- **ESERCIZI DA SVOLGERE**
A. Trascrivi fedelmente la parte del brano sull'impugnazione della parte civile a partire da "Tuttavia, subito dopo" e fino a "diversi orientamenti nomofilattici.".
B. Inserisci in un CSV a due colonne, "testo" e "risposta", i record a partire dalla riga che contiene "like x=60, y=224." e fino alla riga che contiene "x=456, y=373", entrambe incluse. Fai una riga per ogni coppia di testo e risposta, metti ciascun campo tra virgolette e sostituisci gli a capo con spazi.

- **BRANO DA LEGGERE**

===============

Tuttavia, subito dopo l’entrata in vigore della legge n. 46, si è posto, a livello nomofilattico, il problema di stabilire se, in tale caso, l’impugnazione dovesse riguardare gli effetti penali del decisum impugnato ovvero quelli civili.

Sul punto, prima dell’arresto giurisprudenziale avvenuto nel 2008 (sentenza n. 25695 del 29/05/08), si sono registrati due diversi orientamenti nomofilattici.

Con il primo indirizzo nomofilattico[3], è stato affermato che “il ricorso esperibile dalla persona offesa costituita parte civile avverso la sentenza di non luogo a procedere, attesa la natura accessoria dell’azione civile, ha natura di impugnazione ai soli effetti civili: con il controverso corollario, quanto all’eventuale epilogo decisorio di annullamento, che la sentenza del G.u.p., in applicazione dell’art. 622 c.p.p., va annullata con rinvio al giudice civile competente per valore in grado di appello (Sez. 4^, n. 11960/07) o, in alternativa, senza rinvio (Sez. 2^, n. 16908/07)”[4].

===============

- **RECORD DA UTILIZZARE**
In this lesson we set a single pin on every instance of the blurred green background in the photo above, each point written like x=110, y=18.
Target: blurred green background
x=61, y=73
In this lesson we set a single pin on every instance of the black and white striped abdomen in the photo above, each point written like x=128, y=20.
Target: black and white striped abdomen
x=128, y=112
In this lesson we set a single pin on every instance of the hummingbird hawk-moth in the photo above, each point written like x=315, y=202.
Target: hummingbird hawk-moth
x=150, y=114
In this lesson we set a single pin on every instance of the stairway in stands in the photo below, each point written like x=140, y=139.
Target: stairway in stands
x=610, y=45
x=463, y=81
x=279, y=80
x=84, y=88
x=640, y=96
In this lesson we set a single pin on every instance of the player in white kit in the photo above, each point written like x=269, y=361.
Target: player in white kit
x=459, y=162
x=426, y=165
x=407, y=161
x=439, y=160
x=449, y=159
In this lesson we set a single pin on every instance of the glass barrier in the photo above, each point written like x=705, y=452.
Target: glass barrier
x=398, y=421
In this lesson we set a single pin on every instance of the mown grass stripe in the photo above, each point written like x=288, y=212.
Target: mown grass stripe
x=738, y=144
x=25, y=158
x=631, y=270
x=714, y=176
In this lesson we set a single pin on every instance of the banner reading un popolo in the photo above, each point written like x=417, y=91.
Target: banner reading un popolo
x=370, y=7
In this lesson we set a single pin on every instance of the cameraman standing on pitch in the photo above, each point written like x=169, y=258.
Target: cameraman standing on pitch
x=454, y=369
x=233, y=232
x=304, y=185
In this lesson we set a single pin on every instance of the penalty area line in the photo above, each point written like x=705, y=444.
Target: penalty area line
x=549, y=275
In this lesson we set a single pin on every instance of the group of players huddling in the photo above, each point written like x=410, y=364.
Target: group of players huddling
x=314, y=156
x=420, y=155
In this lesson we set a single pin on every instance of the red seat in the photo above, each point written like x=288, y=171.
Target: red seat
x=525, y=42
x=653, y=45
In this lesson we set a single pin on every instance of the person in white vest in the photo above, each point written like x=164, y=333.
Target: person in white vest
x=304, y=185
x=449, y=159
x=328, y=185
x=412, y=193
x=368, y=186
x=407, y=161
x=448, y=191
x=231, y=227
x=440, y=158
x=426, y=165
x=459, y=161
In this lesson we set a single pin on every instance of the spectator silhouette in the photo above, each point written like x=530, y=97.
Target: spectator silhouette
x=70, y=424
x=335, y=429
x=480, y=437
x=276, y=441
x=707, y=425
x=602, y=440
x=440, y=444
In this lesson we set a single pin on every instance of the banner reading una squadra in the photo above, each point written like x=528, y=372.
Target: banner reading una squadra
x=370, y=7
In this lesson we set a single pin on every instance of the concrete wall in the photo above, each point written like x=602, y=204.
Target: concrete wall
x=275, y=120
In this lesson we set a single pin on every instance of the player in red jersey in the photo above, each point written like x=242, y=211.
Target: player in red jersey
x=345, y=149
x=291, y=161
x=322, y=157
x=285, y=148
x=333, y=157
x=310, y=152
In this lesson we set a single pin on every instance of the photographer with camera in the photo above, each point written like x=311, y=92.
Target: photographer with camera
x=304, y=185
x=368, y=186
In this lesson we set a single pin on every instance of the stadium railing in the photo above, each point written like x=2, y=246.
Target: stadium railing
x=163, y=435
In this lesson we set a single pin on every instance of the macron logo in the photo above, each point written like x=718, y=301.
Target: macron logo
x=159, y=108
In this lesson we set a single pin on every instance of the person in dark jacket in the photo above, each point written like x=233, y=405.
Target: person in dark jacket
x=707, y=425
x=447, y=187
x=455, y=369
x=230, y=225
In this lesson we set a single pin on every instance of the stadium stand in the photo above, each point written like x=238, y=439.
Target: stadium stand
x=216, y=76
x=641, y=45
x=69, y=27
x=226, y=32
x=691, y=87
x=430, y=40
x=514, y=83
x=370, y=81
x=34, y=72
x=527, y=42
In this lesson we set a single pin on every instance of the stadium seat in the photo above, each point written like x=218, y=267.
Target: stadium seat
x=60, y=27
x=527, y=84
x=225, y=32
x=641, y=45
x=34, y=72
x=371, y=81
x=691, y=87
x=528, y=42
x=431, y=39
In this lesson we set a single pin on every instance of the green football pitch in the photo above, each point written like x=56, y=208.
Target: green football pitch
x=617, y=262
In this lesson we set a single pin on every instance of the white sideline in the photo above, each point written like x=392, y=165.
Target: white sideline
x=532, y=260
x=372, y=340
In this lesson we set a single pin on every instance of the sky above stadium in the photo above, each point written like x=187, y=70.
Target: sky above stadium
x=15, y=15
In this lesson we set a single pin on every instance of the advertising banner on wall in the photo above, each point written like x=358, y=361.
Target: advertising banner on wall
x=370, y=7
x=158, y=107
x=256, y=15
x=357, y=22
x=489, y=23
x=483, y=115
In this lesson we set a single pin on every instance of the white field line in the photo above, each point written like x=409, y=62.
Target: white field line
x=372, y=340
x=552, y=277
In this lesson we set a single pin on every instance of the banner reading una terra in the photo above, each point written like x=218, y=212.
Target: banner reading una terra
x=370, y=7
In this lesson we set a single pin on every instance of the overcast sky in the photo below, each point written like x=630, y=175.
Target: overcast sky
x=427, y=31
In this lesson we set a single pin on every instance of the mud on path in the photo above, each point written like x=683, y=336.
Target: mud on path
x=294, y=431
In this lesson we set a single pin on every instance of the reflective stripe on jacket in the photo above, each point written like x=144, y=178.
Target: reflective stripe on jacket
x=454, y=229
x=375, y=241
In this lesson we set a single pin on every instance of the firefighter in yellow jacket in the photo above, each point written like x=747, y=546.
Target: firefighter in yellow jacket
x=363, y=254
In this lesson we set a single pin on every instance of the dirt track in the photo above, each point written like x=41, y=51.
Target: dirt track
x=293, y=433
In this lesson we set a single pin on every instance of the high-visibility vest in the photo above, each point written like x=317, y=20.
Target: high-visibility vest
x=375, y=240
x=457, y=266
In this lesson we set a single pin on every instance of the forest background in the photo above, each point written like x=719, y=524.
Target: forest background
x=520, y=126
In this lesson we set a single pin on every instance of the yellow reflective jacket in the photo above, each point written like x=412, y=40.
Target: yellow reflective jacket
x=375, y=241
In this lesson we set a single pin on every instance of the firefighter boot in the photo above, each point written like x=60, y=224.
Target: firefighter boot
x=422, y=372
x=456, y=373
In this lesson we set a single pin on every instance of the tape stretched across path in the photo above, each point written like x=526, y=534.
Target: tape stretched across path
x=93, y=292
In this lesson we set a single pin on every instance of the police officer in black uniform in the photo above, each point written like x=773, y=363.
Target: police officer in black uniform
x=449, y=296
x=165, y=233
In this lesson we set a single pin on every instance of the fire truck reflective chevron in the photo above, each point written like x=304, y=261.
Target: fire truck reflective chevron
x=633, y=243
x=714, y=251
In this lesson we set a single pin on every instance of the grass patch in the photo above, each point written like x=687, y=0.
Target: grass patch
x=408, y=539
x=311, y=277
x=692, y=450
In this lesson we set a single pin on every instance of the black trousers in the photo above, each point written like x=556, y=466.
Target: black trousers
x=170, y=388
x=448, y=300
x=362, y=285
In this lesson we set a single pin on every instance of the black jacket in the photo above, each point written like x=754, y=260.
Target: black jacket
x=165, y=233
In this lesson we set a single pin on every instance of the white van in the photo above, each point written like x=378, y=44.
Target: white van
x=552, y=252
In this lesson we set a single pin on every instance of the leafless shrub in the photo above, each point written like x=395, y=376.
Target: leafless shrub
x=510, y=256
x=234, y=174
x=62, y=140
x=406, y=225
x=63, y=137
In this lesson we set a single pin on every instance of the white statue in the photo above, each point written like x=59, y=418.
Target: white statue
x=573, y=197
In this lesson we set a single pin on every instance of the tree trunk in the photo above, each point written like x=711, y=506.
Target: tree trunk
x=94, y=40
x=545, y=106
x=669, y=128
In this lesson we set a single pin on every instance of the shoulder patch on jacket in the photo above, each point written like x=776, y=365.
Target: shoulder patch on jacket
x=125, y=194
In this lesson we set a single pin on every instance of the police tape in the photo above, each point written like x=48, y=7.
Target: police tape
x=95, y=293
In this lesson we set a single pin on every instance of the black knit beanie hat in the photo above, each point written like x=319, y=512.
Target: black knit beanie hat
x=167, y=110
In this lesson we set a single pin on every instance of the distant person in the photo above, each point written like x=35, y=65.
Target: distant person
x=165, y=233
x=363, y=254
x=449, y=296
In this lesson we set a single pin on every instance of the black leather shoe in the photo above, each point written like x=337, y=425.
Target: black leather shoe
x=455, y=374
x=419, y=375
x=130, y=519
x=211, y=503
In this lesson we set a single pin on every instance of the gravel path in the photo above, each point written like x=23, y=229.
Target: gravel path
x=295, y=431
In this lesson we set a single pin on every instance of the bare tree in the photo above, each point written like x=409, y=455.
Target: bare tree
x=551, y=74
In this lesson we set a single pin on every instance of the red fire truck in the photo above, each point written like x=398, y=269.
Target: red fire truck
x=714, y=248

===============

- **SOLUZIONI DEGLI ESERCIZI**
A.
Tuttavia, subito dopo l’entrata in vigore della legge n. 46, si è posto, a livello nomofilattico, il problema di stabilire se, in tale caso, l’impugnazione dovesse riguardare gli effetti penali del decisum impugnato ovvero quelli civili.

Sul punto, prima dell’arresto giurisprudenziale avvenuto nel 2008 (sentenza n. 25695 del 29/05/08), si sono registrati due diversi orientamenti nomofilattici.

B.
testo,risposta
"In this lesson we set a single pin on every instance of the firefighter boot in the photo above, each point written like x=60, y=224. Target: firefighter boot","x=422, y=372 x=456, y=373"